-------- Dataset
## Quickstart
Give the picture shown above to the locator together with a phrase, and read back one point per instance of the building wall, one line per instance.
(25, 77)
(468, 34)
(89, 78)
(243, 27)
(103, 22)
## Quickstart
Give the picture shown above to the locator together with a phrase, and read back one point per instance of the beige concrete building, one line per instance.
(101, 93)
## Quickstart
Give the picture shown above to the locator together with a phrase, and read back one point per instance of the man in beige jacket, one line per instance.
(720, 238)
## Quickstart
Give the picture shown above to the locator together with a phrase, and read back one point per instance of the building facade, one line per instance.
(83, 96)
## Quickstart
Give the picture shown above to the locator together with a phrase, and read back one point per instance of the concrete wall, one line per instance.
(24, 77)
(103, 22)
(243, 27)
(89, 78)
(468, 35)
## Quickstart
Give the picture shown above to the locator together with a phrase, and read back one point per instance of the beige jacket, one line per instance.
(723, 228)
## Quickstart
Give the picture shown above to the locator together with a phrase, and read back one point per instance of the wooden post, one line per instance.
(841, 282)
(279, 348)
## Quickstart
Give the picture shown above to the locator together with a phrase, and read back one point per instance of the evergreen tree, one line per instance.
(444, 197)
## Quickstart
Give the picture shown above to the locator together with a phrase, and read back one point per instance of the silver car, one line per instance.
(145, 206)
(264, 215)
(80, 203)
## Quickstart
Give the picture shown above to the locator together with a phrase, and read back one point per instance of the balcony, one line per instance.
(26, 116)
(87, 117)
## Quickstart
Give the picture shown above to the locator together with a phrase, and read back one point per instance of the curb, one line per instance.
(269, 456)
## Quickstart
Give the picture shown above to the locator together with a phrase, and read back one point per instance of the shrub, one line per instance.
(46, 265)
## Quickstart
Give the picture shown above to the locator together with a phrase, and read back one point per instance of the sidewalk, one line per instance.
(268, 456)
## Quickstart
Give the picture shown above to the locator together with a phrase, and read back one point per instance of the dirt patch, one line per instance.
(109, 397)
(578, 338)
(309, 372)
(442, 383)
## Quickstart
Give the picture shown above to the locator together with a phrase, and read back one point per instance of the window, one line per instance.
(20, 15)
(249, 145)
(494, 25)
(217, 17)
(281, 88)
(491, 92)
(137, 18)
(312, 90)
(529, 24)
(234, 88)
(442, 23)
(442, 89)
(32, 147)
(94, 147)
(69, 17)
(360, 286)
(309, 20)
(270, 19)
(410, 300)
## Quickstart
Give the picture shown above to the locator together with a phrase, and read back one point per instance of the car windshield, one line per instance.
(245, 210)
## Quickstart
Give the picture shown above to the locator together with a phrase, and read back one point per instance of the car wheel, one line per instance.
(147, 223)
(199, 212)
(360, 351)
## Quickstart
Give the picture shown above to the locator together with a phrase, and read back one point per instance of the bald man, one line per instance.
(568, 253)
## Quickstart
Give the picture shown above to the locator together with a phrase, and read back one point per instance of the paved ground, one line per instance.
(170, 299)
----------------
Exercise: Take the material above and return all of it exactly.

Response:
## Quickstart
Give the picture shown above to the locator together with a phrase, and read back one point per instance of the building wall, one line per instance.
(25, 77)
(468, 34)
(89, 78)
(243, 27)
(103, 22)
## Quickstart
Give the picture shown above to the locator together with a phrase, and read back one point per instance of the beige concrete building, one line per instance.
(101, 93)
## Quickstart
Give the picture shown above to the locator together with a phrase, and read back one point per instance of the man in beige jacket, one line per instance.
(720, 238)
## Quickstart
Give the picture shown above to the locator together with a phrase, and read back one point per instance of the building facade, one line per instance.
(83, 96)
## Quickstart
Give the picture shown above to the locator together with a phrase, and read back one point per instance of the concrete wall, one line per instance.
(24, 77)
(103, 22)
(243, 27)
(89, 78)
(468, 35)
## Quickstart
Give the picture shown above to the locator together with a phrase, and read back one point per instance of the beige jacket, one line per instance.
(723, 228)
## Quickstart
Give the picture shown above to the locator together with a phrase, and read back one point per instance of the wooden post, one line per instance.
(841, 282)
(279, 348)
## Quickstart
Give the picture shown above to the locator together with a phrase, and read back one point per instance of the evergreen tree, one line per instance.
(444, 197)
## Quickstart
Give the picture shown above to the locator together with a phrase, and read back one point per instance of the silver car, one line per instance.
(145, 206)
(264, 215)
(80, 203)
## Quickstart
Give the picture shown above to the locator together with a phrase, and read back one point per instance of the balcony, one line per instance.
(26, 116)
(87, 117)
## Quickstart
Give the picture shown above to the locator together with a phrase, and read back one point per instance of the curb, one line per instance.
(269, 456)
## Quickstart
Give the picture shown above to the locator together with a phrase, and read back one point per instance of the shrub, one line per instance.
(46, 265)
## Quickstart
Give the picture shown above to the locator together with a phrase, and read back one point per instance of the sidewalk, one line per instance.
(268, 456)
## Quickstart
Give the picture shown above to the locator together with a phrase, and read back one point per instance of the dirt patch, one line per instance.
(109, 397)
(578, 338)
(309, 372)
(442, 383)
## Quickstart
Give the picture shown above to the locator together with a phrase, and read back one point per instance of the window, one line per instance.
(20, 15)
(249, 145)
(494, 25)
(217, 17)
(281, 88)
(491, 92)
(137, 18)
(312, 90)
(529, 24)
(234, 88)
(442, 23)
(442, 89)
(32, 147)
(94, 147)
(69, 17)
(360, 286)
(309, 20)
(270, 19)
(410, 300)
## Quickstart
Give the picture shown above to the locator together with a phrase, and read back one point per instance of the car windshield, one line per instance.
(245, 210)
## Quickstart
Give the picture shown above to the locator together with a phrase, and read back one point per instance of the car wheel, one line per instance.
(147, 223)
(199, 212)
(360, 351)
## Quickstart
Give the picture shown above to the locator together with a phrase, and read back one point per instance of the bald man, one line per instance.
(568, 253)
## Quickstart
Give the picture shown above to the locator together with a phrase, and read back one point per instance of the paved ground, one line per instance.
(170, 299)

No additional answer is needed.